Context: Use of prolotherapy (injection of growth factors or growth factor stimulators).
Objective: Determine the effects of dextrose prolotherapy on knee osteoarthritis with or without anterior cruciate ligament (ACL) laxity.
Design: Prospective randomized double-blind placebo-controlled trial.
Setting: Outpatient physical medicine clinic.
Patients or other participants: Six months or more of pain along with either grade 2 or more joint narrowing or grade 2 or more osteophytic change in any knee compartment. A total of 38 knees were completely void of cartilage radiographically in at least 1 compartment.
Intervention: Three bimonthly injections of 9 cc of either 10% dextrose and .075% lidocaine in bacteriostatic water (active solution) versus an identical control solution absent 10% dextrose. The dextrose-treated joints then received 3 further bimonthly injections of 10% dextrose in open-label fashion.

> _Dataset content_:
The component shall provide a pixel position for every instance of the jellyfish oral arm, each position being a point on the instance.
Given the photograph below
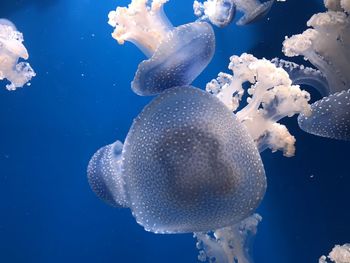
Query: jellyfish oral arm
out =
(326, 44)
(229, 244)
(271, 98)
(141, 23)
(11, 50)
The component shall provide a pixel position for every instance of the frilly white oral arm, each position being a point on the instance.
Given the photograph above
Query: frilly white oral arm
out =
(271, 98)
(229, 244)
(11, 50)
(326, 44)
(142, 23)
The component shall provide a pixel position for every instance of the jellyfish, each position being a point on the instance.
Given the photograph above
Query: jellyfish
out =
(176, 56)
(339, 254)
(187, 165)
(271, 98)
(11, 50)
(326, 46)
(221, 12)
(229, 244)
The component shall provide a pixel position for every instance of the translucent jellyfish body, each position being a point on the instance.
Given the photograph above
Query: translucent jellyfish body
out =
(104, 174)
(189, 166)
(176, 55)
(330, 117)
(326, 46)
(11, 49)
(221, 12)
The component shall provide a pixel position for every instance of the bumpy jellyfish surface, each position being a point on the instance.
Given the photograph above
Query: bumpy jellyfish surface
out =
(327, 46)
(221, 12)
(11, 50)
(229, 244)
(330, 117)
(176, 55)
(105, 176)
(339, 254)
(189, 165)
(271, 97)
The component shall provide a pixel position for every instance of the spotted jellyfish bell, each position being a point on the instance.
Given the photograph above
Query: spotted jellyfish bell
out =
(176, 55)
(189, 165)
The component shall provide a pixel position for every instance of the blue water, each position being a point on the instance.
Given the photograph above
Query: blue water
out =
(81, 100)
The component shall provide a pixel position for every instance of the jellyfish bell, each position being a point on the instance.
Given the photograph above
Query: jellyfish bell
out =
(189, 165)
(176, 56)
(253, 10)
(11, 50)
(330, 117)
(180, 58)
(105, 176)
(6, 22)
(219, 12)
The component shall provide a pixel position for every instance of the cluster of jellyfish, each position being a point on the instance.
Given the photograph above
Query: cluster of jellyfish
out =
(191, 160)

> _Task objective_: Please state the setting where the trial in the prolotherapy abstract took place. The data isn't needed and can be set aside.

> _Answer to this exercise_: An outpatient physical medicine clinic.